# BRIEF
Every line below that contains the word "ladle" must be copied.

***** DATA SHOWN *****

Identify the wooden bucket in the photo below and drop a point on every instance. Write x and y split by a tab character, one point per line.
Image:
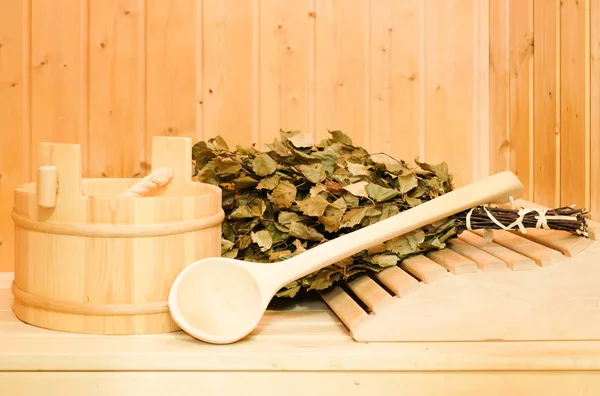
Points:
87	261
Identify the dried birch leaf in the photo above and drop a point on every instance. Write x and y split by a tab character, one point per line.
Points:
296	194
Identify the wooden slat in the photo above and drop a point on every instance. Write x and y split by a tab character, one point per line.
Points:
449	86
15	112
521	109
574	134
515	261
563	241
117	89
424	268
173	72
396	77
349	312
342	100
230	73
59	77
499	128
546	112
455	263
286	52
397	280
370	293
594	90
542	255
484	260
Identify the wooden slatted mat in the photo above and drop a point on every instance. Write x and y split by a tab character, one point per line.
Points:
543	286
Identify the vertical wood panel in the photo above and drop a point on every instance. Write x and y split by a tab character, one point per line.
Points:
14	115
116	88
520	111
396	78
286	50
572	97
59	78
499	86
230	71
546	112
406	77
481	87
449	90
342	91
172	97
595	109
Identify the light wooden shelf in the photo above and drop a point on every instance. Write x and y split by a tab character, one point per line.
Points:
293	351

*****
***** DATA SHOWN *****

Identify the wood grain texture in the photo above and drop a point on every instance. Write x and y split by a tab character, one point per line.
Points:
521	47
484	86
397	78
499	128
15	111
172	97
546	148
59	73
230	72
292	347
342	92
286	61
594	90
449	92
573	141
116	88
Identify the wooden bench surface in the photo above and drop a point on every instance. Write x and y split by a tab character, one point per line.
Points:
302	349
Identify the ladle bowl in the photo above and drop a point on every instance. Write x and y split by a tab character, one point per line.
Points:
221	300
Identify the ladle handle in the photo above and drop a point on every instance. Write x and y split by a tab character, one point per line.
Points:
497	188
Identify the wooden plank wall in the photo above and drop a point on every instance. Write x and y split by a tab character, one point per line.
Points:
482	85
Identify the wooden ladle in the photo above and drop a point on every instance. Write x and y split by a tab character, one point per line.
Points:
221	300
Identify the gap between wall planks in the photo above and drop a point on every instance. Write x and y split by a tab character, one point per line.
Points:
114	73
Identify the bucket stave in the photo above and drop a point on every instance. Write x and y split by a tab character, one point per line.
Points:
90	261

*****

# WORKED SOLUTION
Identify the ladle bowl in the photo above and drop a point on every instance. Write x and y split by a tab character, one point per line.
Identify the ladle handle in the photo above and drop a point on every instance. Write x and y split by a tab character, one point per line.
Identify the wooden ladle in the photo above and drop a point on every instance. Write x and y split by a tab character, one point per line.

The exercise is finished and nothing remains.